** start Supplied material **

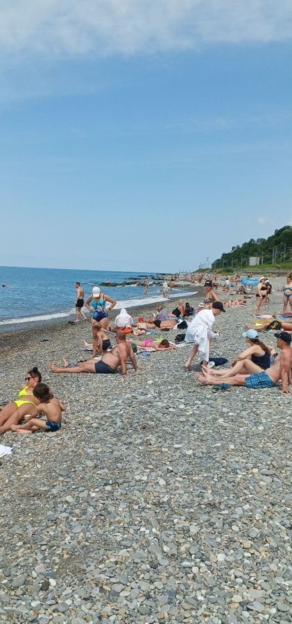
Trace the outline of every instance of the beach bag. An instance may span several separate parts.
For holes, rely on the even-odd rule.
[[[178,329],[187,329],[187,321],[182,321],[180,323],[178,324]]]
[[[280,321],[272,321],[272,322],[270,323],[269,325],[268,325],[268,327],[266,327],[266,331],[268,331],[270,329],[275,329],[277,331],[278,331],[279,329],[281,331],[282,323],[280,322]]]
[[[174,339],[174,341],[175,343],[183,343],[185,337],[185,333],[178,333]]]

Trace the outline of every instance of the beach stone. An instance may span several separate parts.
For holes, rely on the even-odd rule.
[[[21,587],[26,582],[26,578],[23,574],[20,574],[19,576],[16,576],[15,578],[12,579],[11,582],[11,587],[14,589],[17,589],[18,587]]]

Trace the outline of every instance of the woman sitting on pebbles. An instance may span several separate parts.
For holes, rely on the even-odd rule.
[[[58,399],[54,398],[45,383],[37,383],[33,388],[33,395],[40,401],[40,405],[31,415],[25,417],[26,424],[12,424],[11,431],[22,435],[35,433],[36,431],[46,431],[47,433],[58,431],[61,428],[62,412],[66,410],[65,405]],[[40,413],[46,416],[46,420],[36,417]]]
[[[151,340],[148,338],[146,338],[145,340],[131,340],[132,343],[137,345],[137,347],[140,347],[141,349],[154,349],[155,351],[171,351],[173,349],[176,349],[175,345],[171,345],[169,340],[166,340],[166,338],[164,338],[163,340]]]
[[[87,343],[86,340],[83,340],[83,345],[85,349],[88,351],[92,349],[93,358],[95,358],[97,351],[101,356],[103,353],[105,353],[106,351],[108,351],[112,348],[108,333],[105,331],[105,329],[103,329],[101,327],[101,323],[98,323],[97,322],[95,323],[94,331],[96,336],[96,340],[94,344],[91,344],[90,343]]]
[[[202,369],[203,374],[208,376],[214,375],[215,376],[231,377],[237,375],[238,373],[241,374],[251,374],[252,373],[261,372],[270,368],[273,363],[273,356],[275,356],[276,352],[273,347],[264,345],[259,338],[257,331],[255,329],[248,329],[243,331],[243,337],[246,338],[248,348],[243,351],[235,359],[232,364],[232,368],[225,368],[218,370],[211,371],[207,366],[203,365]]]
[[[6,405],[0,412],[0,435],[9,431],[12,424],[18,424],[24,416],[32,414],[40,402],[33,395],[34,388],[42,381],[42,375],[37,366],[28,371],[25,381],[26,384],[19,390],[17,398]]]

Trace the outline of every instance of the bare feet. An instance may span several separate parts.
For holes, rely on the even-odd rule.
[[[203,375],[200,374],[200,373],[196,373],[196,375],[195,375],[195,379],[196,379],[197,381],[200,381],[200,383],[203,383],[203,385],[207,385],[207,376],[205,377]],[[212,383],[212,381],[211,381],[211,383]]]

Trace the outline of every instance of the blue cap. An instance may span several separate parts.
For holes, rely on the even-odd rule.
[[[241,336],[243,338],[249,338],[252,340],[255,340],[256,338],[259,338],[259,334],[255,329],[248,329],[247,331],[243,331]]]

** end Supplied material **

Recast the material as a two-column CSV with the headers instruction and polygons, starting at the line that contains "Trace the outline of every instance of the bare" and continuing through the end of the material. Give one row for each instruction text and its answer, put each in a single quoted field, and turn line breaks into spaces.

#### Task output
instruction,polygons
"Trace the outline of every instance of the bare feet. An instance may span several separate parts. For holes, rely on the even-odd rule.","[[[203,375],[200,374],[200,373],[196,373],[196,375],[195,375],[195,379],[196,379],[197,381],[200,381],[200,383],[203,383],[203,385],[207,385],[207,376],[205,377]],[[212,383],[212,381],[211,381],[211,383]]]"
"Trace the outline of every instance of the blue cap. An instance may span several separate parts. For holes, rely on the even-odd rule.","[[[241,336],[243,338],[249,338],[252,340],[255,340],[256,338],[259,338],[259,334],[255,329],[248,329],[247,331],[243,331]]]"